▶ [Exercise]: In the entries that follow, which lines hold the string "sculpture"? List them.

*** Data in this exercise ***

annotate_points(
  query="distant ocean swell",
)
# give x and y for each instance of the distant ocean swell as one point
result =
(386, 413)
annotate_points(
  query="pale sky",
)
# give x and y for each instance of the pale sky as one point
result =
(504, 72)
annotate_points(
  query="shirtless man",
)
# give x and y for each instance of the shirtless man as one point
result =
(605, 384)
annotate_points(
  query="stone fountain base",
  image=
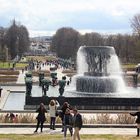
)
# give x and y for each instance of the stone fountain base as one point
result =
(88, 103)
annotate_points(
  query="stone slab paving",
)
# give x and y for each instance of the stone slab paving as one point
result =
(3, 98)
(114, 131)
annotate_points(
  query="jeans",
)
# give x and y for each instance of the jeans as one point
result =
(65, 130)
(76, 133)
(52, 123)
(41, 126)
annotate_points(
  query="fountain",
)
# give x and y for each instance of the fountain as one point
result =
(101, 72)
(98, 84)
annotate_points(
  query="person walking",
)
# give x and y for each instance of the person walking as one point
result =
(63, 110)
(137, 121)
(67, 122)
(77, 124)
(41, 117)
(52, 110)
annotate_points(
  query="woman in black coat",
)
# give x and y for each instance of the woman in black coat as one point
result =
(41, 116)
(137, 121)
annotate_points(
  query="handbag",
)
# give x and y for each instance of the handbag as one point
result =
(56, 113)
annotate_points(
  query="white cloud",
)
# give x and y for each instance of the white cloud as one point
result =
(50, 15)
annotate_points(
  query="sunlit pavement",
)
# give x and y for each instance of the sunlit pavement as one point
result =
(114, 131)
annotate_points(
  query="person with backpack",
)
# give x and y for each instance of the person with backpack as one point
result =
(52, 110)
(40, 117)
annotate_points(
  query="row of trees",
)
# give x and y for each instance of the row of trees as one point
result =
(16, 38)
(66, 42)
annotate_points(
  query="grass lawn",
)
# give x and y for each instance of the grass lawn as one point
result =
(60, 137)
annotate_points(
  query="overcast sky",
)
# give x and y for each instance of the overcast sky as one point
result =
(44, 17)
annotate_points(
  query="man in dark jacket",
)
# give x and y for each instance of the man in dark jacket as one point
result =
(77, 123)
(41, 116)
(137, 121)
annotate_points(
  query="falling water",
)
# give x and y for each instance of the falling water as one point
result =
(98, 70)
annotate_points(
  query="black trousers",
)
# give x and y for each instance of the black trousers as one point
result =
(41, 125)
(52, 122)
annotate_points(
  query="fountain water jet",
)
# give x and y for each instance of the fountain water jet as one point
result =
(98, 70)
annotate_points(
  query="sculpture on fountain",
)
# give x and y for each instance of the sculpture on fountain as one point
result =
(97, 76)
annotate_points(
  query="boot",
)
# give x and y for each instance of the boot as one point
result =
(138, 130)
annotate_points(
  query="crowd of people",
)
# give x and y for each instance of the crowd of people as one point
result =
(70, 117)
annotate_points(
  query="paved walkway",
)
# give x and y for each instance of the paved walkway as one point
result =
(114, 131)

***
*** Data in this exercise ***

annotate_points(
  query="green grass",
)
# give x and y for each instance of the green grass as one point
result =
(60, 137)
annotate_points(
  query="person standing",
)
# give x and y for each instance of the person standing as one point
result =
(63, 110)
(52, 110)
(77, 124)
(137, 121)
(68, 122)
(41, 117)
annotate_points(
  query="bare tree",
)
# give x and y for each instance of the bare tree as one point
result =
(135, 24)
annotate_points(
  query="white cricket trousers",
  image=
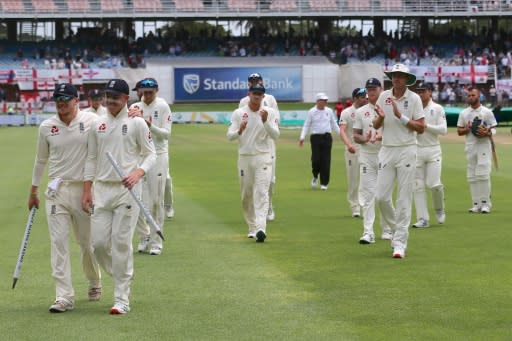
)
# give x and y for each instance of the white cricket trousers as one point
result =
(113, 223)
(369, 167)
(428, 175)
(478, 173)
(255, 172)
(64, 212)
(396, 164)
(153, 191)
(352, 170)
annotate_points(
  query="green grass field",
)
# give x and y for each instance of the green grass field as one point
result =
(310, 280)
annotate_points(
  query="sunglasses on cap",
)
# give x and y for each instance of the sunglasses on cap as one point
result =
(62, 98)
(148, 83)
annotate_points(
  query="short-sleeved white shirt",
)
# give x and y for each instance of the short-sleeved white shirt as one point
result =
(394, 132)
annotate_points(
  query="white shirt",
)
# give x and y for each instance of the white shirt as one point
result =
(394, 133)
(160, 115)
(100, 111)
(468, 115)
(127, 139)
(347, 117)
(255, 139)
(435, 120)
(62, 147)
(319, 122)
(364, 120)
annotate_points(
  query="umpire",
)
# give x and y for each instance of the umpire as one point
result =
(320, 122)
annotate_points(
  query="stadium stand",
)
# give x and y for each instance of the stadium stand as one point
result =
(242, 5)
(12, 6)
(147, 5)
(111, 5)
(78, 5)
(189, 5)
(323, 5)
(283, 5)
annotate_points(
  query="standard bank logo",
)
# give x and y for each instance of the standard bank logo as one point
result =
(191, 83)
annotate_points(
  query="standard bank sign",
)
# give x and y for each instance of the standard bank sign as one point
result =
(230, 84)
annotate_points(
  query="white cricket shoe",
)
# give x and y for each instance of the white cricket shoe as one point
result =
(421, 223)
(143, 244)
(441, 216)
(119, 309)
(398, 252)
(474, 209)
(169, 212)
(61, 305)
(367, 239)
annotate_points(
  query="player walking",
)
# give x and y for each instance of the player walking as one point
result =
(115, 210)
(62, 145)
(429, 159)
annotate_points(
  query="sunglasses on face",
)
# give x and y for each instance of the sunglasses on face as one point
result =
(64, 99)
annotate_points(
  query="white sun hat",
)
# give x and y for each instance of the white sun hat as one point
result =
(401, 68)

***

▶ [Response box]:
  query="sculpture on fountain",
# give x and y for each instance of the sculpture on fountain as one point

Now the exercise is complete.